§ YOUR ASSIGNMENT
Wherever "beanie" turns up in the entries, copy out the line that holds it.

== RECORDS PROVIDED

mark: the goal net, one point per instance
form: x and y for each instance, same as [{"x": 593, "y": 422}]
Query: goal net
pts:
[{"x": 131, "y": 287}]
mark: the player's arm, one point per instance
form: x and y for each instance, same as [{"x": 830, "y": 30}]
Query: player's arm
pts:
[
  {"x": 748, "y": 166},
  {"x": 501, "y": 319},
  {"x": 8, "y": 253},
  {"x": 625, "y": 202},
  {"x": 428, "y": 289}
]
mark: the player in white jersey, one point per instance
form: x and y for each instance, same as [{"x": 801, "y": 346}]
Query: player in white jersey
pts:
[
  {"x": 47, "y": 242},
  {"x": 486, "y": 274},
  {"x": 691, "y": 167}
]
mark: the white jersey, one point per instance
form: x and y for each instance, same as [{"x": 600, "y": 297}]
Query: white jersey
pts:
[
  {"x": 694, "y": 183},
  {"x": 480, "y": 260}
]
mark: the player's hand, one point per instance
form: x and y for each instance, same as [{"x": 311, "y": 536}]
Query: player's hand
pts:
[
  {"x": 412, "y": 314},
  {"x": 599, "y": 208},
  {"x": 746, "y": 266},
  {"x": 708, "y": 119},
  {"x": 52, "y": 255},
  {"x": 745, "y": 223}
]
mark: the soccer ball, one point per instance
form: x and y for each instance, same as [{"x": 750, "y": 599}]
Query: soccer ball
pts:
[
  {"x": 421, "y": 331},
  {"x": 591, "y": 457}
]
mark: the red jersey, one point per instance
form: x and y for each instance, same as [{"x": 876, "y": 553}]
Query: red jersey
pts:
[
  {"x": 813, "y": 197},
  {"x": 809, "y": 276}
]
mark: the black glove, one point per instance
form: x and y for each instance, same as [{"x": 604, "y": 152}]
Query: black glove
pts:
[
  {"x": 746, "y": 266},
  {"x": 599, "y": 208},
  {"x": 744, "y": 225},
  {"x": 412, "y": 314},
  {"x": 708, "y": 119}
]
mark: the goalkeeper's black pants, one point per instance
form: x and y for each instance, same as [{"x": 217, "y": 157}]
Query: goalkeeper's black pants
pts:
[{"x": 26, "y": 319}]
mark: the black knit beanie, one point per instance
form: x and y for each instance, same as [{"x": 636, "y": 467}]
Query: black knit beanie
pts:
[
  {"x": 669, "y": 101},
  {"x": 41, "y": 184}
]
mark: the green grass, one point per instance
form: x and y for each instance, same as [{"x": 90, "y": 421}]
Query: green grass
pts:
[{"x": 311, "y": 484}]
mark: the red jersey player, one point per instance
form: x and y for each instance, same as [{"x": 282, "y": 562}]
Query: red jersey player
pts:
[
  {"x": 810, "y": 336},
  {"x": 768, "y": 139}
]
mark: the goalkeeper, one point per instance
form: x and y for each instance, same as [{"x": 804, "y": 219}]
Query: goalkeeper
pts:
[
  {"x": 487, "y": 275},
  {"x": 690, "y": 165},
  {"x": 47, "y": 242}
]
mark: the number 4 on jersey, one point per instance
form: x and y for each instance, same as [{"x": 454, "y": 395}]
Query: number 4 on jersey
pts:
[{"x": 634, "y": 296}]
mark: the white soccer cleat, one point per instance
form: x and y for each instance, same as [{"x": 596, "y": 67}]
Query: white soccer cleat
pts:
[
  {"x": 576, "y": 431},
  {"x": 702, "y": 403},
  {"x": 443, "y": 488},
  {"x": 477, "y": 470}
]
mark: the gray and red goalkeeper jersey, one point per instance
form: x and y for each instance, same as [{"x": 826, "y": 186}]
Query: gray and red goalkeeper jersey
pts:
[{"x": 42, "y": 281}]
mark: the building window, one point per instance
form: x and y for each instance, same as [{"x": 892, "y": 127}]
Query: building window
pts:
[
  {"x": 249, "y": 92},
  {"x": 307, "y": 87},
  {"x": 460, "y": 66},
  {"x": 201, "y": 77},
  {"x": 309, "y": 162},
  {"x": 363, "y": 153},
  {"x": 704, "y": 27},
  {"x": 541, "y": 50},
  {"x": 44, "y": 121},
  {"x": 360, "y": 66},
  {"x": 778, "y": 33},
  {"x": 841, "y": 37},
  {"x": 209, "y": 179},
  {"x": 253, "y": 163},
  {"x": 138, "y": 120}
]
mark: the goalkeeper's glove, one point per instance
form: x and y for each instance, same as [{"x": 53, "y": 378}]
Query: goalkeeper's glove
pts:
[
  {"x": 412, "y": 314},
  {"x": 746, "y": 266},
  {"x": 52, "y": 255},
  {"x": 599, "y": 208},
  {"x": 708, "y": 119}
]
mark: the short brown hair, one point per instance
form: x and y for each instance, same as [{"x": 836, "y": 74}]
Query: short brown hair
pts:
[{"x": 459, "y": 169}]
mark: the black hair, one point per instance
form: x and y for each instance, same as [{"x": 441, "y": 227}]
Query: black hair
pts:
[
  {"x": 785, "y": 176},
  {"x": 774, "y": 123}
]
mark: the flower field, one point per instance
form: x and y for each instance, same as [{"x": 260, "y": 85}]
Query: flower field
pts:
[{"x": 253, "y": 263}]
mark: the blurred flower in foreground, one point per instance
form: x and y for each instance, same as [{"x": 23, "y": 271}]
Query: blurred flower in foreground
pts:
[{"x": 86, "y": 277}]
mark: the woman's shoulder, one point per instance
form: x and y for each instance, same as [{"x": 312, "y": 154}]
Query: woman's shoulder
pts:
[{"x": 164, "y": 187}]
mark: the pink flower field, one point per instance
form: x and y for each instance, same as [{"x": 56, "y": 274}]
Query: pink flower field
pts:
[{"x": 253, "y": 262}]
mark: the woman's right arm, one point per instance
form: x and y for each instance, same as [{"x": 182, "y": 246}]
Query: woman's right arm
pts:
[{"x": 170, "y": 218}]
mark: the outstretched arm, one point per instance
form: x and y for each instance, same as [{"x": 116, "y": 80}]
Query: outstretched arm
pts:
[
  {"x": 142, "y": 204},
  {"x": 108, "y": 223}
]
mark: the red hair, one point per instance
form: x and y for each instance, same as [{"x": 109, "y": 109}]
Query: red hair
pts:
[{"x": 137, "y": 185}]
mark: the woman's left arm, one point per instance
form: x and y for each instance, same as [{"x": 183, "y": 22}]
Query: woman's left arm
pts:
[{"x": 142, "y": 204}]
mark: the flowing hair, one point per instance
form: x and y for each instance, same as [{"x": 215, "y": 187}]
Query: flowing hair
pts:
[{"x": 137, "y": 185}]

====

§ ANSWER TO THIS EXERCISE
mark: the black knit beanie, one point per instance
Query: black knit beanie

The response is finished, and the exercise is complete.